[What to do] Below are some records; give them all again exactly, but not the pictures.

● ● ● ● ●

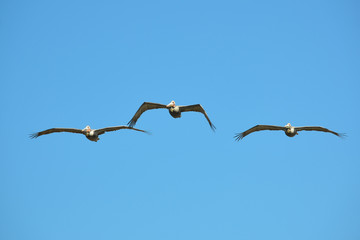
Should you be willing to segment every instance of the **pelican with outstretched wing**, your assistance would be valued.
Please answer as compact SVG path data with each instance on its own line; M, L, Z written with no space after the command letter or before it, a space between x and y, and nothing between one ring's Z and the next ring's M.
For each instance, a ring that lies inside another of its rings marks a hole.
M100 140L99 136L101 134L104 134L106 132L117 131L117 130L120 130L120 129L130 129L130 130L135 130L135 131L147 133L144 130L133 128L133 127L128 127L128 126L116 126L116 127L107 127L107 128L100 128L100 129L91 129L90 126L88 125L84 129L50 128L50 129L47 129L45 131L30 134L30 138L37 138L37 137L40 137L42 135L46 135L46 134L50 134L50 133L56 133L56 132L69 132L69 133L83 134L90 141L97 142L98 140Z
M137 120L139 119L139 117L141 116L141 114L143 114L147 110L159 109L159 108L168 109L170 115L173 118L180 118L182 112L199 112L199 113L202 113L202 114L204 114L206 120L209 122L209 125L210 125L211 129L214 130L214 131L216 129L214 124L212 124L212 122L210 121L210 119L209 119L208 115L206 114L204 108L200 104L188 105L188 106L177 106L177 105L175 105L175 101L171 101L168 105L159 104L159 103L144 102L140 106L140 108L137 110L137 112L135 113L133 118L129 121L128 125L130 127L135 126L135 124L136 124Z
M246 130L245 132L238 133L235 135L235 140L239 141L249 135L250 133L257 132L257 131L263 131L263 130L282 130L285 132L286 136L288 137L294 137L295 135L298 135L298 131L320 131L320 132L329 132L332 133L338 137L344 137L344 133L337 133L334 131L331 131L327 128L323 127L317 127L317 126L308 126L308 127L293 127L290 123L286 124L284 127L281 126L273 126L273 125L256 125L255 127L250 128L249 130Z

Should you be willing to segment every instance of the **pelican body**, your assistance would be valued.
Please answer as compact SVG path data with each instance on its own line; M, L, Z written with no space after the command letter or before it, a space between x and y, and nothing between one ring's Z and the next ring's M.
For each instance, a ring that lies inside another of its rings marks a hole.
M173 104L173 105L172 105ZM181 118L181 111L179 106L175 106L175 102L172 101L166 106L169 109L169 113L173 118Z
M295 135L298 135L295 127L291 126L290 123L285 125L285 134L288 137L294 137Z
M95 129L91 129L89 125L86 126L82 131L85 137L90 141L97 142L100 140L99 134L96 133Z
M40 137L42 135L46 135L46 134L50 134L50 133L55 133L55 132L70 132L70 133L79 133L79 134L83 134L85 135L85 137L87 139L89 139L90 141L93 142L97 142L100 140L99 136L101 134L104 134L106 132L112 132L112 131L117 131L120 129L130 129L130 130L135 130L135 131L139 131L139 132L145 132L144 130L141 129L137 129L137 128L133 128L133 127L128 127L128 126L116 126L116 127L107 127L107 128L100 128L100 129L91 129L90 126L86 126L84 129L76 129L76 128L50 128L47 129L45 131L41 131L41 132L37 132L34 134L30 135L30 138L37 138Z

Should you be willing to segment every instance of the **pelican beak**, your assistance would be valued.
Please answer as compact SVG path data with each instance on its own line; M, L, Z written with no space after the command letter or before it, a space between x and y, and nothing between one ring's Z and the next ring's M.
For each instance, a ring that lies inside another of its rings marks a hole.
M171 101L168 105L166 105L166 107L175 107L175 102Z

● ● ● ● ●

[Solution to this exercise]
Should you be willing to segment every instance of the **pelican with outstretched wing**, your assistance would be valued.
Please answer as compact SVG path data with each instance on its own line; M, L, Z written with no space after the command letter or before it, a space between x and y, and nothing between one ring's Z and the next ring's M.
For each instance, a ring that lies inside another of its rings marks a hole.
M100 140L99 136L101 134L104 134L106 132L117 131L117 130L120 130L120 129L130 129L130 130L135 130L135 131L147 133L144 130L133 128L133 127L128 127L128 126L116 126L116 127L107 127L107 128L100 128L100 129L91 129L90 126L88 125L84 129L50 128L50 129L47 129L45 131L30 134L30 138L37 138L37 137L40 137L42 135L46 135L46 134L50 134L50 133L56 133L56 132L69 132L69 133L83 134L90 141L97 142L98 140Z
M137 120L139 119L139 117L141 116L141 114L143 114L147 110L159 109L159 108L168 109L170 115L173 118L180 118L182 112L199 112L199 113L202 113L202 114L204 114L206 120L209 122L209 125L210 125L211 129L214 130L214 131L216 129L214 124L212 124L212 122L210 121L210 119L209 119L208 115L206 114L204 108L200 104L188 105L188 106L177 106L177 105L175 105L175 101L171 101L168 105L159 104L159 103L144 102L140 106L140 108L137 110L137 112L135 113L133 118L129 121L128 125L130 127L135 126L135 124L136 124Z
M246 130L245 132L238 133L235 135L235 140L239 141L249 135L250 133L257 132L257 131L263 131L263 130L282 130L285 132L286 136L288 137L294 137L295 135L298 135L298 131L320 131L320 132L329 132L332 133L338 137L344 137L344 133L337 133L334 131L331 131L327 128L323 127L317 127L317 126L308 126L308 127L293 127L290 123L286 124L284 127L281 126L273 126L273 125L256 125L255 127L250 128L249 130Z

Should you be willing to segment every instance of the **pelican body**, your assistance would be valued.
Please answer as compact SVG path data with each instance on its own line; M, L, Z written with no space after the command letter or before it, a space between x and y, and nothing between one ring's Z and the next ring's M.
For each instance, a ring that lies inside another of its rings marks a hole.
M173 104L173 105L172 105ZM181 118L181 111L179 106L175 106L175 102L172 101L166 106L169 109L169 113L173 118Z
M295 135L298 135L295 127L291 126L290 123L285 125L285 134L288 137L294 137Z
M95 129L91 129L89 125L86 126L82 131L85 137L90 141L97 142L100 140L99 134L96 133Z
M40 137L42 135L46 135L46 134L50 134L50 133L55 133L55 132L70 132L70 133L79 133L79 134L83 134L85 135L85 137L87 139L89 139L90 141L93 142L97 142L100 140L99 136L101 134L104 134L106 132L112 132L112 131L117 131L120 129L130 129L130 130L135 130L135 131L139 131L139 132L145 132L144 130L141 129L137 129L137 128L133 128L133 127L128 127L128 126L116 126L116 127L107 127L107 128L100 128L100 129L91 129L90 126L86 126L84 129L76 129L76 128L50 128L47 129L45 131L41 131L41 132L37 132L34 134L30 135L30 138L37 138Z

Should you be willing to segment every instance of the **pelican beak**, your assistance would be valued.
Please answer as compact SVG path data with each instance on its own line; M, L, Z written with no space after the command letter or before it, a space between x and y, and nothing between one ring's Z and the next ring's M.
For each instance, a ring that lies inside another of its rings marks a hole.
M171 101L168 105L166 105L166 107L175 107L175 102Z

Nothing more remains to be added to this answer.